» **Excerpt provided**:
>> Begin

Next: The music switches tracks to Charlie Parker blowing "Back Home." For an instant, time and sorrow dissipate, as I become lost in a quixotic reverie, attempting to find a way to play behind the downbeat of this anguished age.

But then Ornette Coleman's "Free Jazz" soars into the room in a flight of swooping asymmetry and the disconcerting humor of his atonal chordal harmonies mocks my pale presumptions -- and just about everybody else's for that matter.

Providentially, Coltrane's "Pursuance" movement from "A Love Supreme" rises into the room like a Rilkean angel. But this does not provide me any kitschy deus ex machina moment: For Trane's angels, like Rilke's, are not of the sexless, Victorian variety, with downy wings, clad in pure white, celestial linen -- but instead, they are ego-shredding messengers who do not flinch from the sorrows of the world; while they are merciful -- they are neither mawkish nor sentimental -- for they herald the exquisite news that Divinity resides in the world of the senses.

Wallace Steven, once again, states it best:

"The greatest poverty is not to live In a physical world, to feel that one's desire Is too difficult to tell from despair. Perhaps, After death, the non-physical people, in paradise, Itself non-physical, may, by chance, observe The green corn gleaming and experience The minor of what we feel."
(Excerpt from Of Esthetique du Mal)

This parcel of sensate eternity where I find myself at this moment has been given the name, Friday evening, and I'm sitting at my desk thrumming my fingers to the melody of cultural oblivion.

By the time the play list arrives at Monk's "Straight No Chaser," thoughts of the inevitability of my country's spiral into inexorable tragedy begin to mix, merge, and dance with Monk's incantatory melody line.

O.K. God Damn it! I rage at the wind-pummeled windowpane and my native land beyond the barren treetop:

Let's take it straight with no chaser. Let's throw back shot after shot of the rotgut truth.

Let's state the unadorned facts of our condition -- stark as the branches of a white oak tree in late fall.

So, forgive me, because this calls for an abrupt change of tempo.

It's long past time we got drunk -- drunk on reality.

Bartender, set up a round.

Let's throw back a shot: We're all staggering drunk on oil.

>> End

» **Goal 1**:
In the excerpt on jazz, which Coltrane movement rises into the room like a Rilkean angel?
The excerpt on jazz and the records that come next are unrelated.

» **Records for this task**:
>> Begin

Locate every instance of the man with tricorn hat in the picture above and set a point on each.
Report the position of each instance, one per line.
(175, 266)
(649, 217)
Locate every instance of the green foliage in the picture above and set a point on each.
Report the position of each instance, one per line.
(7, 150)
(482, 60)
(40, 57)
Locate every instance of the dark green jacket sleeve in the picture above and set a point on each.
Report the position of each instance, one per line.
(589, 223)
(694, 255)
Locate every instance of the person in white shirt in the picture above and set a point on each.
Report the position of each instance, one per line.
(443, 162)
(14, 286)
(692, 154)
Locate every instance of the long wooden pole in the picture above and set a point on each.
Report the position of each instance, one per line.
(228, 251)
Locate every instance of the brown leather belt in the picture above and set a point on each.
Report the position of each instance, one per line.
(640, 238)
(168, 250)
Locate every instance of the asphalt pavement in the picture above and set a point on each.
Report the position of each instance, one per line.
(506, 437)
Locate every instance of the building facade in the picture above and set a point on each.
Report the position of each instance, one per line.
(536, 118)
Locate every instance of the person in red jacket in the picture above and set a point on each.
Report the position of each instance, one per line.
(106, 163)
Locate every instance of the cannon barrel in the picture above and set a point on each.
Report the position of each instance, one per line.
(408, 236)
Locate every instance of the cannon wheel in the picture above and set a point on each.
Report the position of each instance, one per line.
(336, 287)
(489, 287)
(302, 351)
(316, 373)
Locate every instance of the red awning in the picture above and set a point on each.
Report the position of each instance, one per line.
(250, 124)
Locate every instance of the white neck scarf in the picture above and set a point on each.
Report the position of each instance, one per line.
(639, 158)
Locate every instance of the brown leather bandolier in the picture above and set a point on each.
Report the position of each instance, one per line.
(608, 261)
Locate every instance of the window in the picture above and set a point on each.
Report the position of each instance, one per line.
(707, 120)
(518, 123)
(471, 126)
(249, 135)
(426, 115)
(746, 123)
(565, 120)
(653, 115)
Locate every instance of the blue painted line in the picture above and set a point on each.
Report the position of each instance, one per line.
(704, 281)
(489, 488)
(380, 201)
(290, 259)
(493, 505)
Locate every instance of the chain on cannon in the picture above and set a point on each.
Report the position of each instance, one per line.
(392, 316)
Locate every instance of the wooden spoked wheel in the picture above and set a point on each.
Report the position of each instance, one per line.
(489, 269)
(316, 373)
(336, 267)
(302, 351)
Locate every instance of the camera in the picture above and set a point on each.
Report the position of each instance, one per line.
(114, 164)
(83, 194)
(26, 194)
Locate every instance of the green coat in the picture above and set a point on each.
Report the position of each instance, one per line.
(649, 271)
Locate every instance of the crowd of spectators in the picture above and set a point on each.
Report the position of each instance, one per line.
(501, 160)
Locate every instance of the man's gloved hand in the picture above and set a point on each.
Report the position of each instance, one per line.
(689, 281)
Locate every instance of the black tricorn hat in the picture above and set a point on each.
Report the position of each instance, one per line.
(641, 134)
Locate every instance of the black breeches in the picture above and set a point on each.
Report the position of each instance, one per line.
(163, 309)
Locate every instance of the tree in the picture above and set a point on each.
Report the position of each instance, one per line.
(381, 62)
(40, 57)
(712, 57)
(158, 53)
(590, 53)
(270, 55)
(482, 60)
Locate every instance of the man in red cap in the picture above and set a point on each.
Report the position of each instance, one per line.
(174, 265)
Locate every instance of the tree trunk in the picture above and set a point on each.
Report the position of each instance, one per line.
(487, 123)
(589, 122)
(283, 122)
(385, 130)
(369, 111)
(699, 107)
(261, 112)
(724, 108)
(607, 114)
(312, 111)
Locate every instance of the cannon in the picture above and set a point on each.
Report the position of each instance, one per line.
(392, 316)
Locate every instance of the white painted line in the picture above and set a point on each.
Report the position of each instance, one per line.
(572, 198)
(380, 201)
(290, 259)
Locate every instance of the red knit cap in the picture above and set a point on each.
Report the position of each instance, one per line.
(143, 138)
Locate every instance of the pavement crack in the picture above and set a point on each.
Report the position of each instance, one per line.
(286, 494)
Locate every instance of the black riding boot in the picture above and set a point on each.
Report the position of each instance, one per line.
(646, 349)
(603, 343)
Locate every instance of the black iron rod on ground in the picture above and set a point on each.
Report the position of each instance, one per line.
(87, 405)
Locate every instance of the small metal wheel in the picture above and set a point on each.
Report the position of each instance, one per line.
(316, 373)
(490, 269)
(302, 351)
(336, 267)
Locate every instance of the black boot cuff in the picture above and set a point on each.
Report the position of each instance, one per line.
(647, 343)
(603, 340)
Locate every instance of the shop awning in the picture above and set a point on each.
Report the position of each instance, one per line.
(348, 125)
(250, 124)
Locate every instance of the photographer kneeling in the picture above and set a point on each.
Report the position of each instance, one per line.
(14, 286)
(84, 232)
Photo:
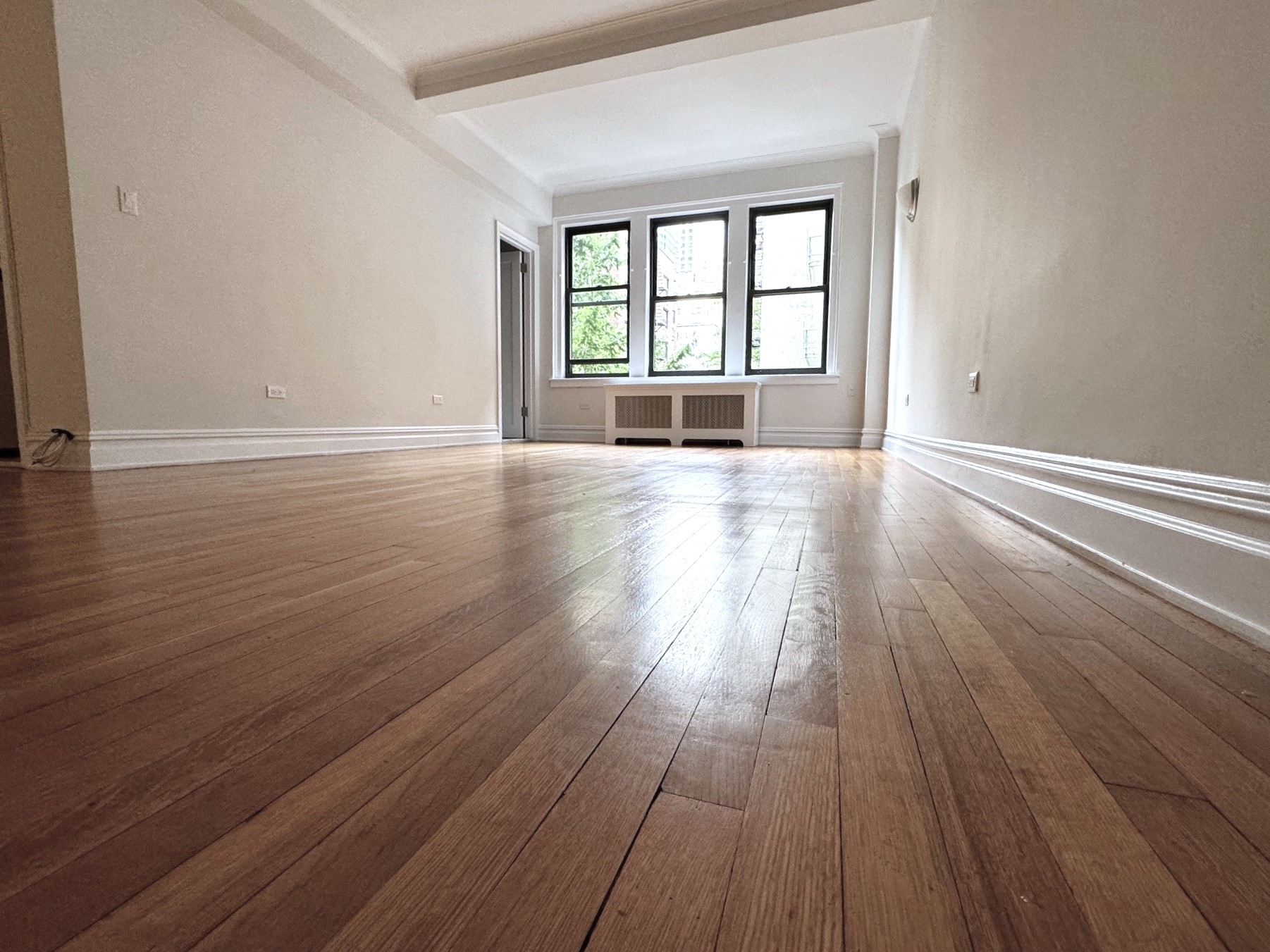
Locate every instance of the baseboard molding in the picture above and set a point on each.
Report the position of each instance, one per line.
(555, 433)
(1200, 541)
(808, 437)
(125, 450)
(872, 438)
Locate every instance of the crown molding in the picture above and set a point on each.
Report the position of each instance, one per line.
(779, 160)
(301, 33)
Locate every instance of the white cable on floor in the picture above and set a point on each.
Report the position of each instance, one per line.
(50, 452)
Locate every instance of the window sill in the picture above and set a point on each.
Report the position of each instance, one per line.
(767, 380)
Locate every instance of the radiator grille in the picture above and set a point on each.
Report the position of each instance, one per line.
(643, 413)
(714, 412)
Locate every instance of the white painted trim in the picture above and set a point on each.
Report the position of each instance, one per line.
(767, 380)
(647, 41)
(849, 18)
(808, 437)
(872, 438)
(13, 320)
(502, 233)
(324, 50)
(122, 450)
(1200, 541)
(758, 163)
(737, 207)
(555, 433)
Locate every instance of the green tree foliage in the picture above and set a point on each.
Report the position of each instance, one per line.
(598, 330)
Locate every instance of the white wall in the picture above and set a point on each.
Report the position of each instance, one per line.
(1092, 236)
(1094, 229)
(36, 197)
(834, 409)
(286, 236)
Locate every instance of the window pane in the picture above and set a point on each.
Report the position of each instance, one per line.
(616, 296)
(788, 332)
(789, 249)
(597, 332)
(690, 258)
(600, 370)
(598, 259)
(687, 335)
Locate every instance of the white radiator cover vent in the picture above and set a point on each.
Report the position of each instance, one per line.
(727, 410)
(643, 412)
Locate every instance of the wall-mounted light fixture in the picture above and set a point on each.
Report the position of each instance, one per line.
(908, 196)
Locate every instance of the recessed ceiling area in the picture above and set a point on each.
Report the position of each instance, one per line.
(822, 94)
(416, 33)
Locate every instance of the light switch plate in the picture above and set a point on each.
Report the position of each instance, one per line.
(128, 202)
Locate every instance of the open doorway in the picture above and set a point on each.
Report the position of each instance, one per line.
(9, 446)
(514, 333)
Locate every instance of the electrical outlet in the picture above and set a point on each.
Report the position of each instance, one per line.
(128, 202)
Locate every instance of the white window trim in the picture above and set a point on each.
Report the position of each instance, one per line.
(738, 276)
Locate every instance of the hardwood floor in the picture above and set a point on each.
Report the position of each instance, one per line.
(562, 697)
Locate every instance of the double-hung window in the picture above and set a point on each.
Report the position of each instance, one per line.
(597, 321)
(689, 295)
(788, 319)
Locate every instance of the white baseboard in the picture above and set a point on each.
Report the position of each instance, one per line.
(557, 433)
(1203, 543)
(123, 450)
(808, 437)
(872, 438)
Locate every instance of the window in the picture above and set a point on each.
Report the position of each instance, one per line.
(788, 316)
(597, 301)
(689, 299)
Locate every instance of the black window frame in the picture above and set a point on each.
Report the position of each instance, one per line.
(654, 300)
(569, 291)
(751, 292)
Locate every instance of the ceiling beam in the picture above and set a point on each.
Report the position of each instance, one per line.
(648, 42)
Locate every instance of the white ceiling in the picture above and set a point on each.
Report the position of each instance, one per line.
(413, 33)
(822, 94)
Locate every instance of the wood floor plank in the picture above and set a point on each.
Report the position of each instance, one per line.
(715, 760)
(787, 885)
(1228, 716)
(441, 698)
(1130, 901)
(671, 890)
(1013, 891)
(898, 890)
(435, 898)
(1238, 678)
(1235, 786)
(806, 686)
(1223, 874)
(206, 888)
(1114, 748)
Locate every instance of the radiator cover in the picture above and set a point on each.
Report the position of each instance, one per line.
(727, 410)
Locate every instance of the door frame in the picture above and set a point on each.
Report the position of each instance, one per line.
(13, 319)
(530, 315)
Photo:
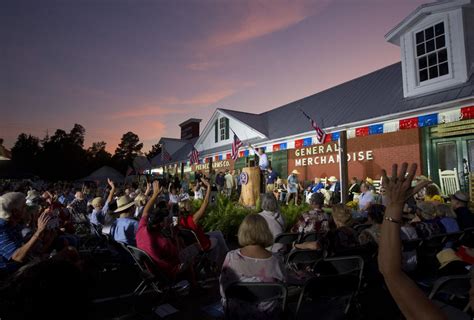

>> End

» **Goal 2**:
Scale the records starting at the line that contains "Locate every instance of the door" and ending at the end of the records. Repeat those lines, requests included, with each coordinate in the answers multiplied by 1.7 and rounded to a whole number (halves up), and leave the pictures out.

» **Final result 1**:
"Pursuance," from "A Love Supreme."

» **Final result 2**:
Locate every instance of the door frame in the picture above and set a point on each.
Report the position of each instance, one per line.
(22, 542)
(901, 536)
Photo:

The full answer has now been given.